--- begin Provided data ---

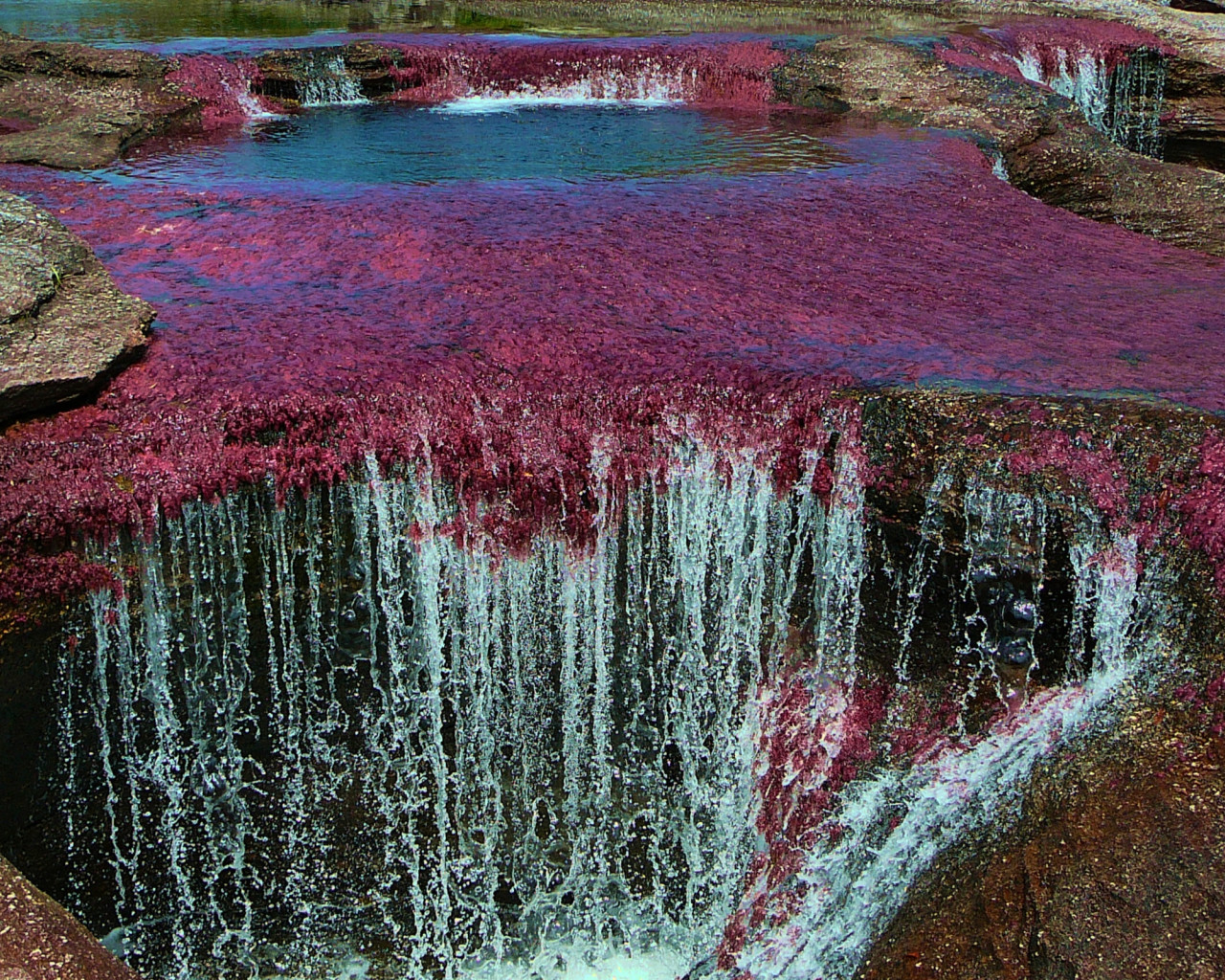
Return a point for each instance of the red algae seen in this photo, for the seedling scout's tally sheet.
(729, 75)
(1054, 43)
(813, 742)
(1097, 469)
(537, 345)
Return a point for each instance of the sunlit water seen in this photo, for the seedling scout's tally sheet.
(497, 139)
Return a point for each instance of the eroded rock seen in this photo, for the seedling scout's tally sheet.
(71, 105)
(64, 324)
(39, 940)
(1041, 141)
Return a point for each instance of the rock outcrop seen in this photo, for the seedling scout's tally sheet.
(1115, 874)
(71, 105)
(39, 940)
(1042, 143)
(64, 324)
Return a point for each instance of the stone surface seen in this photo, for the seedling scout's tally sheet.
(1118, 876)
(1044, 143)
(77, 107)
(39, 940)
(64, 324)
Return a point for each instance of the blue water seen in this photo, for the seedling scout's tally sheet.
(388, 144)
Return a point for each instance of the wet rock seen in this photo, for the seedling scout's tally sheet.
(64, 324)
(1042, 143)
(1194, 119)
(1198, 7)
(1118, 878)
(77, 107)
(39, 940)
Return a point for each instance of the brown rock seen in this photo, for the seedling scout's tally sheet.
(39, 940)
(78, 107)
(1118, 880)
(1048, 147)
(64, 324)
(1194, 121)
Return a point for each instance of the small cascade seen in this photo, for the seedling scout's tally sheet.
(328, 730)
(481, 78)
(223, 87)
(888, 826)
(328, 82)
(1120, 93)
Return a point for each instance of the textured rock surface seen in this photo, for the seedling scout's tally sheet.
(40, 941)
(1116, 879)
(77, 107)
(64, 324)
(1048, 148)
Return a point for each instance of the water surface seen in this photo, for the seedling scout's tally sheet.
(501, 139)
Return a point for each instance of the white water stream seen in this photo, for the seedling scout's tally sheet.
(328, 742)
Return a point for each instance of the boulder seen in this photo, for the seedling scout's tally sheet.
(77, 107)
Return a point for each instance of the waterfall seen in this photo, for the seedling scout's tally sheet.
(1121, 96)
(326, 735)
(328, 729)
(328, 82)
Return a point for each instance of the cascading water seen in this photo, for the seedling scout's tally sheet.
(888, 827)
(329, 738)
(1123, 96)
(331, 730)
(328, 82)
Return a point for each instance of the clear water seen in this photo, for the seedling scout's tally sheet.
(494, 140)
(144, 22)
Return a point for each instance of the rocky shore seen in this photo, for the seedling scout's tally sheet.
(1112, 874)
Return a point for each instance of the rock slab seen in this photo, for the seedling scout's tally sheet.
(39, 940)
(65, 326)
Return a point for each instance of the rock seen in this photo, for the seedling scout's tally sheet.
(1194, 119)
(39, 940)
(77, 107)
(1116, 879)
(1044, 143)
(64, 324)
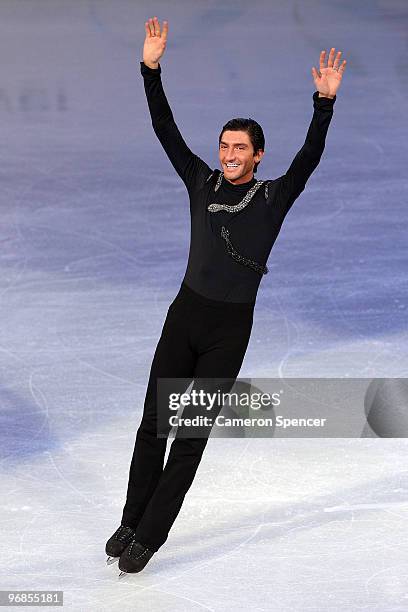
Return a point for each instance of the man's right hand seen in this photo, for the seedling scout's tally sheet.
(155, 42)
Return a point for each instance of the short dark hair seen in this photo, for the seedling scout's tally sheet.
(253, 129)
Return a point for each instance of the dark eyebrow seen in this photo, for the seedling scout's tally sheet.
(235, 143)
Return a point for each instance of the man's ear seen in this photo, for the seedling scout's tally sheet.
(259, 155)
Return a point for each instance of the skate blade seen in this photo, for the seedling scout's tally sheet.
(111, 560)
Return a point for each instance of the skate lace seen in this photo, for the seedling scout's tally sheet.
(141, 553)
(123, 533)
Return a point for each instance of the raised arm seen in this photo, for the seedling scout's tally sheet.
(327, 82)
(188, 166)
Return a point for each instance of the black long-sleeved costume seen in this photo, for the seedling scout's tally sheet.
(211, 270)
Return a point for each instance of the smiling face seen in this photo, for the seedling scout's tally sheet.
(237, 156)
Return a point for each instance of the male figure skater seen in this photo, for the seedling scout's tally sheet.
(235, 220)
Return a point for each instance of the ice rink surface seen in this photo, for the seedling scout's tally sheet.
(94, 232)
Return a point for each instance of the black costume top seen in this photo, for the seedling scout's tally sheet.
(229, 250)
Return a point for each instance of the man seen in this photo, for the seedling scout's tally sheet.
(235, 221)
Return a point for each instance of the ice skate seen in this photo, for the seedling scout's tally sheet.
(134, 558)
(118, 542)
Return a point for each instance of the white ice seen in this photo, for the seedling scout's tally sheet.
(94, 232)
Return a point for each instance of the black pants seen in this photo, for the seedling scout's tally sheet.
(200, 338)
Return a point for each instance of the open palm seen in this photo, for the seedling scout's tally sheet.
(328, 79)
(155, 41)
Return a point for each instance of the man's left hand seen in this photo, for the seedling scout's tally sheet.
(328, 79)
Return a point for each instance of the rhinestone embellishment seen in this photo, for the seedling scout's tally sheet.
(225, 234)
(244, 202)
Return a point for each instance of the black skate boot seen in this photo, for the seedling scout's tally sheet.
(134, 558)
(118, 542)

--- end Provided data ---

Job
Pull out the item lines word for word, starting with the line that contains "Return a point for each instance of the open" and going on through the last line of the items, with both of those lines included.

Final result
Return a point for each instance of the open palm seen in this photo, for the seedling scout's tally sheet.
(328, 79)
(155, 41)
Return a point for each instance of the man's left hand seen in this photo, for the seedling scout's tally sheet.
(328, 79)
Return a point for each instance of the rhinestone embellishment seen in this photo, for the seedling scout's tally sheet.
(225, 234)
(244, 202)
Return a point for each instance of the black skate boot seen in this photo, for the seedling scout's tally sheet.
(134, 558)
(118, 542)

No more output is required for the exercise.